# Hymer leak repair



## stoned524 (Jul 21, 2017)

Hi all,

I have identified a leak around a skylight and along a GRP seam on the roof on my 2003 C524 Hymer. Any recommendations on where to have this fixed? I believe many people suggest a place in Preston.

Regards,
Dan


----------



## Drew (May 30, 2005)

Hi Dan,

Hambilton Engineering Ltd. is the one in Preston, may I add from personal experience, an excellent company to deal with.

Drew


----------



## HermanHymer (Dec 5, 2008)

It's Hambilton Engineering, Bee Lane, Penwortham Preston 01772 315078 but they are always booked up well in advance. Drew's opinion is correct. It would be helpful "Stoned" if you filled in your profile details, then we could be more specific to your area. Long way to Preston if you're in Cornwall or Brora.


----------



## Drew (May 30, 2005)

Depending on the leak and how good a DIY person you are, you maybe be able to have a go yourself. It is amazing how easy it is to remove a skylight, clean off the old mastic, refill and replace the skylight. 

As in your previous post, pictures of the offending areas would be a great help.


----------



## coppo (May 27, 2009)

Its easy to do yourself with non setting sealant, the hardest bit is the cleaning off of the old sealant.


----------



## javea (Jun 8, 2007)

Not wishing to take business away from Peter Hamilton who is first class, here is a video showing how to do it yourself if you fancy having a go:


----------



## fatbuddha (Aug 7, 2006)

I replaced 2 rooflights on my old motorhome last year - it's not a difficult job to once you understand a) how they are fitted so you can dismantle the old ones and put them or new ones in, and b) make sure that you clear off any old sealant before replacing it with new stuff - getting good smooth, matching surfaces is key.

rather than use Sikaflex to seal the rooflight onto the top, get a roll of W4 sealing strip (comes in 2 widths) - https://www.amazon.co.uk/dp/B0036KG89I/ref=pe_385721_37038051_TE_3p_dp_1. use that on the roof to bed the rooflight onto and then seal around the side with Sikaflex 512. do that and I can guarantee you won't see leaks again!


----------

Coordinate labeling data
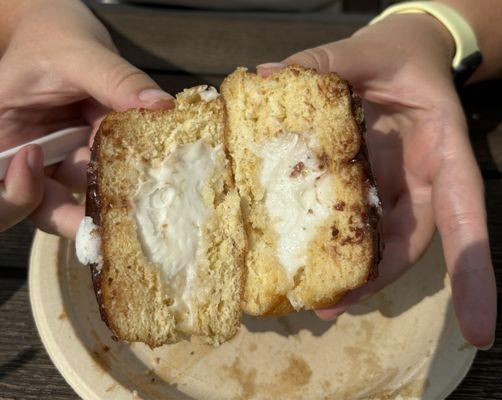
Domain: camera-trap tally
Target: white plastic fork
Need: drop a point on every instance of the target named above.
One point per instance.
(56, 146)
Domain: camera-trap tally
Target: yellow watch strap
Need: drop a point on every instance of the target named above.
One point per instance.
(462, 33)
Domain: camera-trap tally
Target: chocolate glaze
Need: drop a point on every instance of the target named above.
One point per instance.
(372, 217)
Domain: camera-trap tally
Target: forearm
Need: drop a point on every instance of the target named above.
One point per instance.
(485, 18)
(10, 12)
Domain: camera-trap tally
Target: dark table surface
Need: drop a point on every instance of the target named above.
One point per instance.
(180, 48)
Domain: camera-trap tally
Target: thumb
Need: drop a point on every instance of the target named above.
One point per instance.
(116, 83)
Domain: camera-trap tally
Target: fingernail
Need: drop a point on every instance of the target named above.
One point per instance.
(271, 65)
(34, 158)
(151, 96)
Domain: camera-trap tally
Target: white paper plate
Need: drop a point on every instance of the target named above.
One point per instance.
(404, 343)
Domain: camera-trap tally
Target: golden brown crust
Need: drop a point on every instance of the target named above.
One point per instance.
(114, 173)
(296, 99)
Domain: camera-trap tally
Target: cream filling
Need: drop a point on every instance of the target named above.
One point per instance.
(88, 243)
(297, 195)
(170, 212)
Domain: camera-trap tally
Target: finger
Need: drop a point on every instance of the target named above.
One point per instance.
(333, 57)
(459, 209)
(93, 113)
(22, 190)
(115, 83)
(72, 172)
(59, 212)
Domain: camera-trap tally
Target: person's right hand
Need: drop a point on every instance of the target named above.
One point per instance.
(424, 166)
(59, 68)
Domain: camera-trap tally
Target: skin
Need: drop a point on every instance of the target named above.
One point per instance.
(47, 82)
(417, 136)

**SHORT PROBLEM 1**
According to the Hymer leak thread, what does fatbuddha suggest using to bed the rooflight onto the roof instead of Sikaflex?
**SHORT PROBLEM 2**
Please copy everything in the Hymer leak thread from "## stoned524 (Jul" down to "place in Preston.".
None of this makes use of the items.

**FULL SOLUTION 1**
A roll of W4 sealing strip.

**FULL SOLUTION 2**
## stoned524 (Jul 21, 2017)

Hi all,

I have identified a leak around a skylight and along a GRP seam on the roof on my 2003 C524 Hymer. Any recommendations on where to have this fixed? I believe many people suggest a place in Preston.